[[ Provided passage open ]]

The practical consequences of this construction are visible at the bench:
- The cord passes through bead holes cleanly without catching or snagging
- Overhand knots tighten to a uniform, compact form that sits neatly against each bead
- The cord retains its round profile throughout a long strand, rather than flattening between beads as spun alternatives sometimes do
- The pre-attached stainless steel needle, included on every 2 metres card, threads through even the finest pearl holes without requiring doubling or separate needle threading
These aren’t minor conveniences. At a professional bench, where a single strand may involve forty or more individual knots, cord behaviour determines the quality and consistency of the finished piece.
Why GRIFFIN Natural Silk Is the Default for Pearl Jewellery Repair
Pearl necklace restringing is one of the most common repair requests in fine jewellery. A well-worn pearl necklace, strung and knotted correctly, typically needs restringing every two to five years depending on how often it’s worn. For a jeweller offering this service, cord selection isn’t a creative choice – it’s a technical and professional one.
GRIFFIN Natural Silk dominates professional repair work for three specific reasons. First, it’s what most fine pearl necklaces were originally strung on, so restringing with the same material preserves the original drape and character of the piece. Second, it comes in 13 precisely calibrated sizes from No. 0 (0.30mm) to No. 16 (1.05mm), allowing an exact match to virtually any pearl necklace regardless of origin or age. Third, its consistency across batches means a cord size used on a repair today will behave identically to the same size used on the original piece years earlier.
For jewellers who market their repair services as like-for-like professional work, GRIFFIN Natural Silk isn’t optional. It’s the standard.

[[ Provided passage closed ]]
[[ Dataset records open ]]

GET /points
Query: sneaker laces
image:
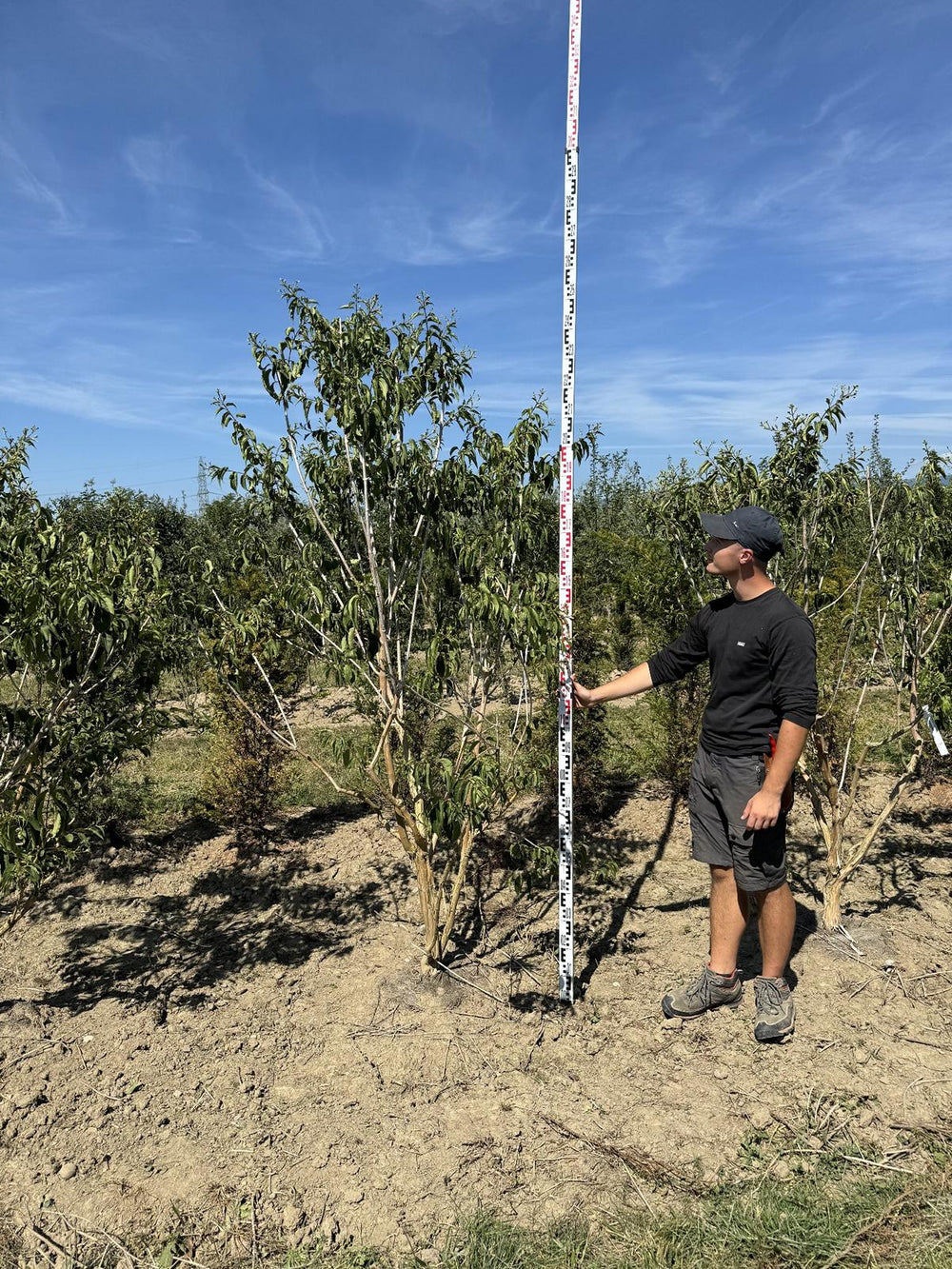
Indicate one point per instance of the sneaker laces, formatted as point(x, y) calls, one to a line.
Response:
point(769, 997)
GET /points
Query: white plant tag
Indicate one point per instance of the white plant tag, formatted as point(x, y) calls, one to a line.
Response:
point(936, 734)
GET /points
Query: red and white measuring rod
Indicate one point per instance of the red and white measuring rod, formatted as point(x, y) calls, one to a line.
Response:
point(566, 941)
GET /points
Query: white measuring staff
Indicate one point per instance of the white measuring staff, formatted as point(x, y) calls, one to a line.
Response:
point(936, 734)
point(566, 942)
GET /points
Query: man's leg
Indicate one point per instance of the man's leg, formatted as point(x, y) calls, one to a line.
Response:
point(777, 915)
point(776, 1012)
point(729, 918)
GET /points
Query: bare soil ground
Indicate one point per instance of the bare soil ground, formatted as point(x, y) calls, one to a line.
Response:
point(183, 1021)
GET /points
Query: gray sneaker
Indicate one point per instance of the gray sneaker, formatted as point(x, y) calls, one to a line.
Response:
point(776, 1010)
point(710, 991)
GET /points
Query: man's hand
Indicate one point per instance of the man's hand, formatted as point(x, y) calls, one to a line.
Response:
point(583, 697)
point(762, 811)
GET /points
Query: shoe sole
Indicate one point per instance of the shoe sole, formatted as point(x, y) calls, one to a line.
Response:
point(776, 1037)
point(722, 1004)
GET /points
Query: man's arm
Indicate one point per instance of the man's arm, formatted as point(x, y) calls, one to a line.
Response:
point(630, 684)
point(764, 807)
point(665, 666)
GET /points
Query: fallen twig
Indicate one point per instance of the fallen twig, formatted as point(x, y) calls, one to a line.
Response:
point(650, 1169)
point(470, 983)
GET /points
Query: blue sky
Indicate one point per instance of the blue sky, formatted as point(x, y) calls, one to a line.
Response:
point(765, 210)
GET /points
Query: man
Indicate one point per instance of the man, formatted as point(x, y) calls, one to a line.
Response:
point(764, 694)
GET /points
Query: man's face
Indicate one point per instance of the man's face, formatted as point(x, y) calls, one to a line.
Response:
point(725, 557)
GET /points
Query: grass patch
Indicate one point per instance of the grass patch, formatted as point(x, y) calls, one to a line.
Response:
point(840, 1218)
point(159, 791)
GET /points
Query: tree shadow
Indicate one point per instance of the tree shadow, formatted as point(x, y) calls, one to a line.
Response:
point(238, 914)
point(619, 910)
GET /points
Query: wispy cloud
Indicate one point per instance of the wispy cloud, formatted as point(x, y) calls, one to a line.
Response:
point(296, 228)
point(29, 186)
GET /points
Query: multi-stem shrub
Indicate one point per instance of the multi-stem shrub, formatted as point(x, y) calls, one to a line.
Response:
point(253, 671)
point(88, 625)
point(418, 568)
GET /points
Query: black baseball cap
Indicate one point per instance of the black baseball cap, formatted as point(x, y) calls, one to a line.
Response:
point(752, 526)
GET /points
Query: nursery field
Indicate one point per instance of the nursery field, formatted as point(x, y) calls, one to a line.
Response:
point(234, 1043)
point(278, 848)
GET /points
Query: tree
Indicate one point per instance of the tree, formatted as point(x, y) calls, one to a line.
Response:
point(421, 572)
point(864, 559)
point(86, 633)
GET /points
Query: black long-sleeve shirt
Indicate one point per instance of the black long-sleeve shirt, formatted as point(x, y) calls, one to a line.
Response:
point(764, 669)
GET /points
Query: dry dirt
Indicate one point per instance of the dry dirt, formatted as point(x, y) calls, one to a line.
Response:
point(182, 1021)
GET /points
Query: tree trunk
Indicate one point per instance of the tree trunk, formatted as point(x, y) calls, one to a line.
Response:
point(832, 910)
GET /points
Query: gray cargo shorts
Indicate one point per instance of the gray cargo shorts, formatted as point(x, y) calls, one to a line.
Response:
point(719, 791)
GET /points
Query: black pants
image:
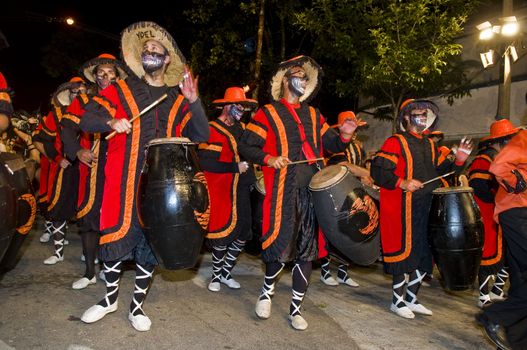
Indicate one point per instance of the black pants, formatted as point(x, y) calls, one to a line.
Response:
point(512, 313)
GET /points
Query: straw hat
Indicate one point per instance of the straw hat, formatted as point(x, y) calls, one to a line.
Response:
point(61, 97)
point(499, 129)
point(235, 95)
point(132, 42)
point(88, 69)
point(313, 72)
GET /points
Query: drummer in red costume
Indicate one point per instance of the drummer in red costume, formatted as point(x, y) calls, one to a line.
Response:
point(405, 161)
point(90, 150)
point(63, 175)
point(229, 180)
point(285, 131)
point(152, 55)
point(485, 187)
point(353, 157)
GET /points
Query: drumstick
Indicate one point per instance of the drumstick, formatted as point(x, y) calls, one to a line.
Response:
point(147, 108)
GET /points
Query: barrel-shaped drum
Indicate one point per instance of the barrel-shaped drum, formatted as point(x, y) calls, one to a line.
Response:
point(173, 203)
point(456, 236)
point(346, 214)
point(15, 173)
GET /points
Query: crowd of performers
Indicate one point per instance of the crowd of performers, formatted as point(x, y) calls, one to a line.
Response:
point(92, 179)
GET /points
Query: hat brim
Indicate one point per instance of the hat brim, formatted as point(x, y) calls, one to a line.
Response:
point(313, 72)
point(132, 42)
point(88, 67)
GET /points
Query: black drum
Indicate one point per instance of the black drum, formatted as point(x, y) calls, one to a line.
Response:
point(173, 202)
point(346, 214)
point(456, 236)
point(14, 171)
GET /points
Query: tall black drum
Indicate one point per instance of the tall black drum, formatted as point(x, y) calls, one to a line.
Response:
point(173, 202)
point(456, 236)
point(14, 171)
point(346, 214)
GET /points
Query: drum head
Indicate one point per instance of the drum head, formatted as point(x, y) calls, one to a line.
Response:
point(328, 177)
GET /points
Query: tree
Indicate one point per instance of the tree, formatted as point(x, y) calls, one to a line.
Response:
point(390, 50)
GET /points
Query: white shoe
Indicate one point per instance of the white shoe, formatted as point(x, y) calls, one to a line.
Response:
point(83, 283)
point(330, 281)
point(420, 309)
point(404, 311)
point(45, 237)
point(231, 283)
point(263, 308)
point(298, 322)
point(348, 282)
point(214, 286)
point(96, 312)
point(52, 260)
point(140, 322)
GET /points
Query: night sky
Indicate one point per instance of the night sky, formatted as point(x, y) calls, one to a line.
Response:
point(29, 26)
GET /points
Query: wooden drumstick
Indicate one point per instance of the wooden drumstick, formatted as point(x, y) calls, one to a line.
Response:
point(147, 108)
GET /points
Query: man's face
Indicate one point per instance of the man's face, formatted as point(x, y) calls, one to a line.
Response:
point(105, 74)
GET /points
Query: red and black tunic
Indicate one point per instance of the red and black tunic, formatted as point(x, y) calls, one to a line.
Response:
point(62, 183)
point(404, 215)
point(229, 191)
point(485, 187)
point(91, 180)
point(175, 116)
point(274, 131)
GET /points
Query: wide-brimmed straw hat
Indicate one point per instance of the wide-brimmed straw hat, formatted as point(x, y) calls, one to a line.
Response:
point(313, 71)
point(88, 69)
point(133, 39)
point(61, 97)
point(500, 128)
point(235, 95)
point(410, 104)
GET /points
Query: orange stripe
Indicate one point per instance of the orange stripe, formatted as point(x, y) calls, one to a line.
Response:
point(234, 193)
point(173, 113)
point(257, 130)
point(4, 96)
point(26, 227)
point(408, 206)
point(58, 186)
point(281, 179)
point(132, 165)
point(106, 105)
point(93, 181)
point(71, 117)
point(391, 158)
point(499, 250)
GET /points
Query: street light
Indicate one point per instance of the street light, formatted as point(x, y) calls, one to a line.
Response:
point(501, 39)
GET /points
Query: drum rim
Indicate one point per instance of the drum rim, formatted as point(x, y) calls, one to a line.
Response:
point(333, 184)
point(170, 140)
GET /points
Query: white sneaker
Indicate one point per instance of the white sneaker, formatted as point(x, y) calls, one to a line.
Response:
point(330, 281)
point(96, 312)
point(52, 260)
point(404, 311)
point(214, 286)
point(348, 282)
point(419, 309)
point(140, 322)
point(298, 322)
point(263, 308)
point(231, 283)
point(45, 237)
point(83, 283)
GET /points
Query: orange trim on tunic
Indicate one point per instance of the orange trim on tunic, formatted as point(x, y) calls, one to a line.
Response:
point(234, 192)
point(281, 180)
point(408, 206)
point(172, 115)
point(132, 165)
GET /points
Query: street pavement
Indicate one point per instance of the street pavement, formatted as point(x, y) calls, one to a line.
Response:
point(39, 310)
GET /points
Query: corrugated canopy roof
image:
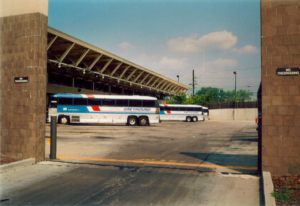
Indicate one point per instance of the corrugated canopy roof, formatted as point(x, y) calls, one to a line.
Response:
point(72, 57)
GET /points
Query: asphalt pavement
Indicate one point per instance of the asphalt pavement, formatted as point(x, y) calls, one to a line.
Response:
point(205, 163)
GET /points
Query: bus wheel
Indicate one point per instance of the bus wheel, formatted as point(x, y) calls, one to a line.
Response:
point(143, 121)
point(131, 121)
point(188, 119)
point(64, 120)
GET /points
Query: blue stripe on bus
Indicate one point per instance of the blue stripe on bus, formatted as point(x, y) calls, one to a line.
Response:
point(84, 109)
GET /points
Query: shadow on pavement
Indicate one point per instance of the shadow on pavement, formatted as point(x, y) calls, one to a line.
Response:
point(230, 160)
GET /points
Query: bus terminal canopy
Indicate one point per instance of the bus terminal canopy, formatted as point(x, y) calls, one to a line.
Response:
point(71, 57)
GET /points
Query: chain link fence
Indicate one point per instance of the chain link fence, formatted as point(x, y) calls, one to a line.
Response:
point(226, 105)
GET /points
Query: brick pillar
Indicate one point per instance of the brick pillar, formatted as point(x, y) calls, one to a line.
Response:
point(280, 27)
point(23, 54)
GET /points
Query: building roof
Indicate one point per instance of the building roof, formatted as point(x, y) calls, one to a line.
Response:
point(69, 56)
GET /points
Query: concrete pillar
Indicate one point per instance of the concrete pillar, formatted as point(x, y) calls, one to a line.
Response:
point(24, 54)
point(280, 39)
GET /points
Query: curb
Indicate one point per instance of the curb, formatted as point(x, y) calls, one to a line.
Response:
point(268, 188)
point(15, 165)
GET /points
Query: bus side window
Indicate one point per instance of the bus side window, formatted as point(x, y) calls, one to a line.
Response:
point(109, 102)
point(148, 103)
point(135, 103)
point(122, 102)
point(80, 101)
point(53, 102)
point(65, 101)
point(94, 102)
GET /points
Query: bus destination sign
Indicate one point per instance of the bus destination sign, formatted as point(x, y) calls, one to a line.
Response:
point(287, 71)
point(21, 79)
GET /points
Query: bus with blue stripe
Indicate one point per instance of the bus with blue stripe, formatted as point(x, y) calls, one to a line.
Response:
point(189, 113)
point(86, 108)
point(205, 112)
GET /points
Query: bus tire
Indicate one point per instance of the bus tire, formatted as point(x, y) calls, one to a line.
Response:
point(143, 121)
point(132, 121)
point(188, 119)
point(64, 120)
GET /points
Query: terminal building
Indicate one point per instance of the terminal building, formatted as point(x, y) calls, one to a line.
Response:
point(37, 61)
point(74, 66)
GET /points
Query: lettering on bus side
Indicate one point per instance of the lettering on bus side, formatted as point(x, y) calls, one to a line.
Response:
point(137, 109)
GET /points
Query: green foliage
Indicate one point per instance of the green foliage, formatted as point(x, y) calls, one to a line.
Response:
point(208, 95)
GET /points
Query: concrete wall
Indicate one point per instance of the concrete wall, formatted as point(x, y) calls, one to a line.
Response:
point(280, 47)
point(23, 54)
point(228, 114)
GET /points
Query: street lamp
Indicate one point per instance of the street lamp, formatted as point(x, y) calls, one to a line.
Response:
point(235, 96)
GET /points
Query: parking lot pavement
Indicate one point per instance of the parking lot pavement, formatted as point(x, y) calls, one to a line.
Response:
point(50, 183)
point(209, 146)
point(173, 163)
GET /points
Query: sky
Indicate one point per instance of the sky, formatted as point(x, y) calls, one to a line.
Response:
point(172, 37)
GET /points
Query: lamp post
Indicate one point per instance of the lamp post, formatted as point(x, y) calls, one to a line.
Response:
point(235, 96)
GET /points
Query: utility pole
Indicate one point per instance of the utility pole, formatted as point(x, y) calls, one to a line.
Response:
point(193, 84)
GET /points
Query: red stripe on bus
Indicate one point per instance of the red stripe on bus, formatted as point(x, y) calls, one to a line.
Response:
point(96, 109)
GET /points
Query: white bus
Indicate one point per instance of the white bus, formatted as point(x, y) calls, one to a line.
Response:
point(86, 108)
point(190, 113)
point(205, 112)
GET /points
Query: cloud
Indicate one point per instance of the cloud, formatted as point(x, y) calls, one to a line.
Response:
point(248, 49)
point(217, 40)
point(221, 63)
point(125, 45)
point(171, 63)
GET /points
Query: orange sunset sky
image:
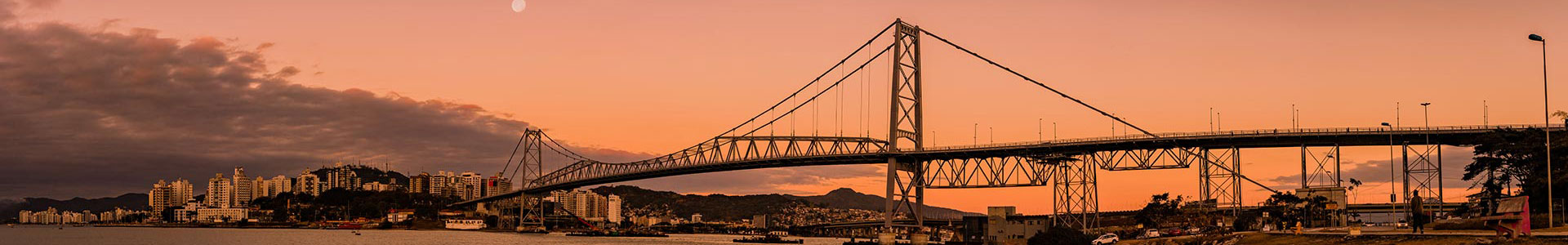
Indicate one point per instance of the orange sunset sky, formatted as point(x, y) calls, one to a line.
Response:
point(656, 76)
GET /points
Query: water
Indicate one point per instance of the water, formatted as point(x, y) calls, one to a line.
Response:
point(136, 236)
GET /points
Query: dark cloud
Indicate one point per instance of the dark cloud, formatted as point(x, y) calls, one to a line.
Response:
point(88, 112)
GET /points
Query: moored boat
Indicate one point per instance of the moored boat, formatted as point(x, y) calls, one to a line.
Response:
point(768, 239)
point(465, 224)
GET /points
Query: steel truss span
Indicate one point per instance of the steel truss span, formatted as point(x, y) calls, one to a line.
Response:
point(1070, 167)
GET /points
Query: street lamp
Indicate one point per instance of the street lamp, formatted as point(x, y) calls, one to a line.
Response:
point(1548, 129)
point(1392, 194)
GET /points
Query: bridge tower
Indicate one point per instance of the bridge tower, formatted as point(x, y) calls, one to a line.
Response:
point(905, 180)
point(532, 165)
point(1220, 180)
point(1423, 167)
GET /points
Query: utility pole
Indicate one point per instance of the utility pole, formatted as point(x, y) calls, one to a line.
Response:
point(1548, 129)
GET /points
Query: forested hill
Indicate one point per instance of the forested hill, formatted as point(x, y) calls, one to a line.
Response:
point(129, 202)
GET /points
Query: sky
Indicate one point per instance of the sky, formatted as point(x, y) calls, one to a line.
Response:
point(137, 91)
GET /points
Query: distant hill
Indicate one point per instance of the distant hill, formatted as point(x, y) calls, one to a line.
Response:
point(366, 173)
point(129, 202)
point(642, 202)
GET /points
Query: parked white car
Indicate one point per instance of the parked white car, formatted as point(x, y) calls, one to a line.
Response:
point(1152, 233)
point(1109, 238)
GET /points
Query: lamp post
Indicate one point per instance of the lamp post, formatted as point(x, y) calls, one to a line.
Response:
point(1548, 129)
point(1392, 194)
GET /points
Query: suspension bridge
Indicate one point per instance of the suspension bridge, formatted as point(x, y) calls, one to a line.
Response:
point(1070, 167)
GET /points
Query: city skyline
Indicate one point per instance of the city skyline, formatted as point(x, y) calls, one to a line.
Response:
point(1341, 66)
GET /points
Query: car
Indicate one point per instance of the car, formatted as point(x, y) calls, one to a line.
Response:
point(1104, 239)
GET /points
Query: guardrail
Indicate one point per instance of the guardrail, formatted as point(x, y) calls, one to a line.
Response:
point(1237, 132)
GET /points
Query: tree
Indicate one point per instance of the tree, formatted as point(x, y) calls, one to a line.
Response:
point(1515, 158)
point(1157, 211)
point(1060, 236)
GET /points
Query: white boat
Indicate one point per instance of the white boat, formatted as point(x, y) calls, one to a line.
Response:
point(465, 224)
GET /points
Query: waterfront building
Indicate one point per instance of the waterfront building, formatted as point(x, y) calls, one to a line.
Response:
point(242, 189)
point(341, 176)
point(180, 192)
point(221, 216)
point(160, 197)
point(279, 184)
point(444, 184)
point(310, 184)
point(587, 204)
point(470, 185)
point(496, 185)
point(419, 184)
point(760, 220)
point(220, 192)
point(376, 187)
point(1004, 225)
point(613, 211)
point(262, 187)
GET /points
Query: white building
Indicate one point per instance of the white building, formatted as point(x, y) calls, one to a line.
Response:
point(375, 187)
point(613, 211)
point(220, 192)
point(310, 184)
point(180, 192)
point(160, 197)
point(221, 216)
point(470, 185)
point(443, 183)
point(242, 189)
point(279, 184)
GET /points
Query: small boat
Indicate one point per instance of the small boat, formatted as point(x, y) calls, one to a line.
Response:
point(617, 234)
point(465, 224)
point(768, 239)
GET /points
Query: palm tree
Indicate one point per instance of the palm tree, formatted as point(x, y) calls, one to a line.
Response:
point(1561, 115)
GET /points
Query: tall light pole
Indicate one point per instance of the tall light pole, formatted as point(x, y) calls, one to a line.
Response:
point(1392, 194)
point(1548, 129)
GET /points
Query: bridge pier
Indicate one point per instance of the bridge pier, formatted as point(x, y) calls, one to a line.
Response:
point(1076, 194)
point(1215, 183)
point(1424, 173)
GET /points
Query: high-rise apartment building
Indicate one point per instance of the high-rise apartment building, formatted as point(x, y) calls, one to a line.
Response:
point(443, 183)
point(419, 184)
point(160, 197)
point(470, 185)
point(341, 176)
point(220, 192)
point(242, 189)
point(310, 184)
point(279, 184)
point(586, 204)
point(613, 211)
point(496, 185)
point(261, 187)
point(180, 192)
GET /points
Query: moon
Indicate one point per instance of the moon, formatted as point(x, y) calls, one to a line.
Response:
point(518, 5)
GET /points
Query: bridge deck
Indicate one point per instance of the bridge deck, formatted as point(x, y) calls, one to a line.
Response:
point(1455, 136)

[[ Dataset records closed ]]

:: Work instructions ::
a) Reproduce the silk cord passage verbatim, starting with "GRIFFIN Natural Silk dominates" and going on through "piece years earlier.".
b) Write the next part of the silk cord passage, picking up right after its final sentence.

:: Your responses ::
a)
GRIFFIN Natural Silk dominates professional repair work for three specific reasons. First, it’s what most fine pearl necklaces were originally strung on, so restringing with the same material preserves the original drape and character of the piece. Second, it comes in 13 precisely calibrated sizes from No. 0 (0.30mm) to No. 16 (1.05mm), allowing an exact match to virtually any pearl necklace regardless of origin or age. Third, its consistency across batches means a cord size used on a repair today will behave identically to the same size used on the original piece years earlier.

b)
Expert Tips: Choosing the Right GRIFFIN Silk Cord Size
The correct cord size is the largest diameter that passes through the bead hole twice – once in each direction when knotting – with slight resistance. A cord that goes through too freely won’t hold a knot snugly against the bead; one that’s too tight risks damaging the drill hole over time. As a starting reference:
- No. 0 (0.30mm): Tiny seed pearls, very fine freshwater pearl strands with narrow drill holes
- No. 1 (0.35mm): Very fine seed pearls and micro-drilled freshwater pearls
- No. 2 (0.45mm): Small freshwater pearls, delicate seed pearl strands
- No. 3 (0.50mm): Fine freshwater pearls, small drilled semi-precious beads
- No. 4 (0.60mm): Standard freshwater pearls, light gemstone beads
- No. 5 (0.65mm): Medium freshwater pearls, lighter cultured pearl strands
- No. 6 (0.70mm): Medium cultured Akoya pearls, standard gemstone beads
- No. 7 (0.75mm): Standard cultured Akoya pearls, medium-weight gemstone beads
- No. 8 (0.80mm): Larger Akoya pearls, most standard cultured pearl strands
- No. 10 (0.90mm): South Sea and larger cultured pearls, heavier gemstones
- No. 12 (0.98mm): Large South Sea pearls, heavy gemstone strands
- No. 14 (1.00mm) and No. 16 (1.05mm): Large South Sea, Baroque and oversized pearls
When working with an unfamiliar pearl, test two adjacent sizes before starting the strand. Thread both through a bead from the lot and check the fit. Go with the size that passes through with slight resistance but doesn’t need force. When you’re between sizes, always choose the larger one for better knot security.
Colour matching matters too, particularly in repair work. GRIFFIN Natural Silk comes in 21 colours. For pearl work, white, cream and beige cover the majority of applications. For coloured or dyed pearl strands, match the thread as closely as possible to the predominant tone of the pearl so the knots read as part of the strand, not as interruptions to it.